▶ [TEXT TO READ]
^^^^^^^^

William Morris and E. Belfort Bax

Socialism From The Root Up - Chapter 23 - Socialism Triumphant [Part 1]

It is possible to succeed in a manner in picturing to ourselves the life of past times: that is, our imaginations will show us a picture of them which may include such accurate information as we may have of them. But though the picture may be vivid and the information just, yet it will not be a picture of what really took place; it will be made up of the present which we experience, and the past which our imagination, drawing from our experience, conceives of, -- in short, it will be our picture of the past(1). If this be the case with the past, of which we have some concrete data, still more strongly may it be said of the future, of which we have none -- nothing but mere abstract deductions from historic evolution, the logical sequence of which may be interfered with at any point by elements whose force we have not duly appreciated; and these are abstractions also which are but the skeleton of the full life which will go on in those times to come.

Therefore, though we have no doubt of the transformation of modern civilization into Socialism, yet we cannot foretell definitely what form the social life of the future will take, any more than a man living at the beginning of the commercial period -- say Sir Thomas More or Lord Bacon -- could foresee the development of that period in the capitalism of to-day.

Nevertheless, though we cannot realize positively the life of the future, when the principle of real society will be universally admitted, and applied in practice as an everyday matter, yet the negative side of the question we can all see, and most of us cannot help trying to fill up the void made by the necessary termination of the merely militant period of Socialism. The present society will be gone, with all its paraphernalia of checks and safeguards: that we know for certain. No less surely we know what the foundation of the new society will be. What will the new society build on that foundation of freedom and co-operation? -- that is the problem on which we can do no more than speculate.

No doubt some transition, the nature of which will be determined by circumstances, will take place between the present state of things, in which the political unit is a nation, and the future, in which a system of federalized communities will take the place of rival nationalities; but as this chapter has to do with the ultimate realization of the new society rather than with the transitional period, we need not speculate on this point.

^^^^^^^^

▶ [DATASET EXCERPTS]
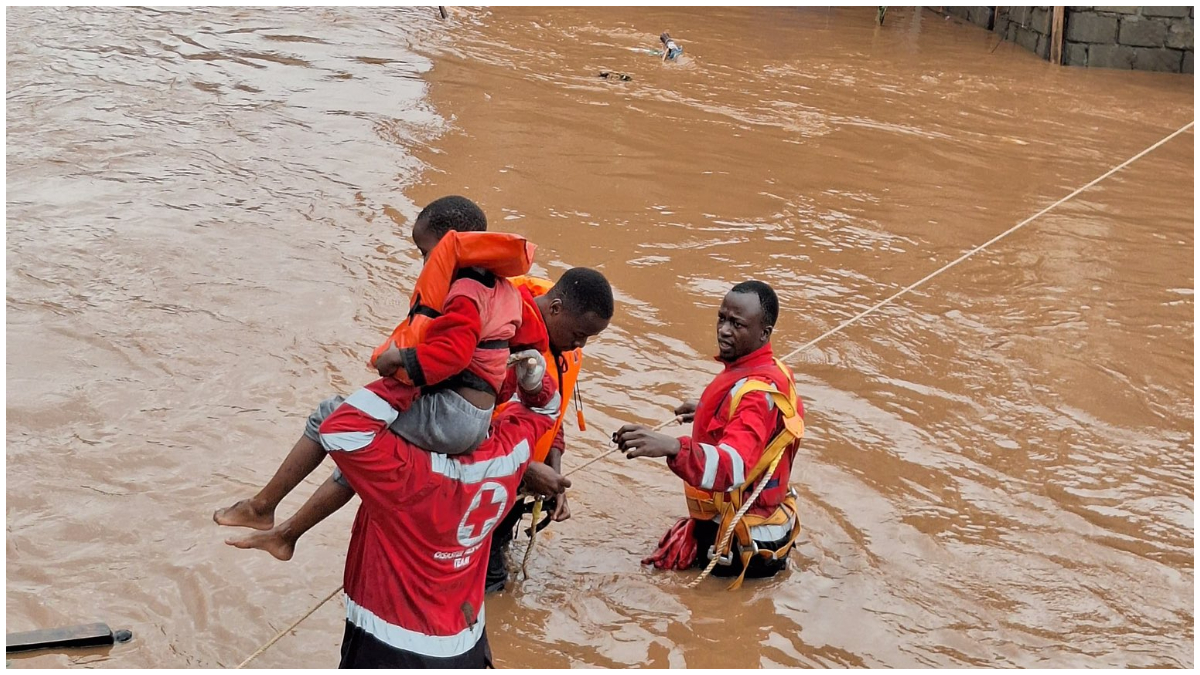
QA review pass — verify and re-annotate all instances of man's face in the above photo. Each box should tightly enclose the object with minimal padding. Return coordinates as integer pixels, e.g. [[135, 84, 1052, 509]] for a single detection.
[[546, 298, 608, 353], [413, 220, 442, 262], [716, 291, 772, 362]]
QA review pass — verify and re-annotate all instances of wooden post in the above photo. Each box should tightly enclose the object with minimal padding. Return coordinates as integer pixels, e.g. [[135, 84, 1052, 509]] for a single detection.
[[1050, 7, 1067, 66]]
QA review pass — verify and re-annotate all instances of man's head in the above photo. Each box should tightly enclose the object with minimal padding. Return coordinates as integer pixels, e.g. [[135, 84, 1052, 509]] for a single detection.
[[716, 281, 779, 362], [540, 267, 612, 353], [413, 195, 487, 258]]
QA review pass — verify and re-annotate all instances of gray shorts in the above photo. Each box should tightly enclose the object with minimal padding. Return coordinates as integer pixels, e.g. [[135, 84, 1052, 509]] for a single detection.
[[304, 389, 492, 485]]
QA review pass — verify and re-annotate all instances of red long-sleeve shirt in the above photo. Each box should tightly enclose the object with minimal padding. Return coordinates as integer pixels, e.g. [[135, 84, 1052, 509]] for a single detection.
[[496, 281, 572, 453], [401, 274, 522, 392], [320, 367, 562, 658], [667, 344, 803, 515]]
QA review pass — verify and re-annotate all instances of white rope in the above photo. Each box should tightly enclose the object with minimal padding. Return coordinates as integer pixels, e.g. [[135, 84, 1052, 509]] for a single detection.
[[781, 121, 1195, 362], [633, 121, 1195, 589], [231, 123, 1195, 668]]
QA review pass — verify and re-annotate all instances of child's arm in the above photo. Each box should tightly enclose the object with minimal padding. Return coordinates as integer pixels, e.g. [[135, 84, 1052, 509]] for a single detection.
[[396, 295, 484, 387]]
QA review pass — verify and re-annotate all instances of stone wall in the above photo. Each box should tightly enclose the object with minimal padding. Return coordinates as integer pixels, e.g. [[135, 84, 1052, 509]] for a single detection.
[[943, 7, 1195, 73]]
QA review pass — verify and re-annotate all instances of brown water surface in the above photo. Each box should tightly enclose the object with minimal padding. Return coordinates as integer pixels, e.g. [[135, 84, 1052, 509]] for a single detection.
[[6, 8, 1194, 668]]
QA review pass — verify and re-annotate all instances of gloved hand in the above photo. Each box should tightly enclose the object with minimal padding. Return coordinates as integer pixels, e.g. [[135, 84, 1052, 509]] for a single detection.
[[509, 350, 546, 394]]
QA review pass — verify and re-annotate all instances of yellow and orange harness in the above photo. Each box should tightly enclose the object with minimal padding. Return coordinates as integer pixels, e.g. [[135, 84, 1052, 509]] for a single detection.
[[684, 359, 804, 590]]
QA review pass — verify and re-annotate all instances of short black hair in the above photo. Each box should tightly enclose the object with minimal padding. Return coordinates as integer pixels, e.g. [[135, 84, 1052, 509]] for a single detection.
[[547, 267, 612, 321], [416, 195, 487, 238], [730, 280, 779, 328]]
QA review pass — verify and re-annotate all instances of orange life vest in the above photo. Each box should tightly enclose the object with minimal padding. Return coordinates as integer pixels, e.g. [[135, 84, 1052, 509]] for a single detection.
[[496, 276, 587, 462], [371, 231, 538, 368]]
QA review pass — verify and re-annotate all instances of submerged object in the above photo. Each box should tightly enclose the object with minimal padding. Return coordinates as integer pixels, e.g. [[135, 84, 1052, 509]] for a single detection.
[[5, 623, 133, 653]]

^^^^^^^^

▶ [SET EXERCISE A]
In the excerpt from "Socialism From The Root Up," which two men are given as examples of someone living at the beginning of the commercial period?
▶ [SET EXERCISE B]
In the "Socialism From The Root Up" excerpt above, set down word for word the passage from "Therefore, though we" up to and including "capitalism of to-day.".

▶ [FINAL RESULT A]
Sir Thomas More and Lord Bacon.

▶ [FINAL RESULT B]
Therefore, though we have no doubt of the transformation of modern civilization into Socialism, yet we cannot foretell definitely what form the social life of the future will take, any more than a man living at the beginning of the commercial period -- say Sir Thomas More or Lord Bacon -- could foresee the development of that period in the capitalism of to-day.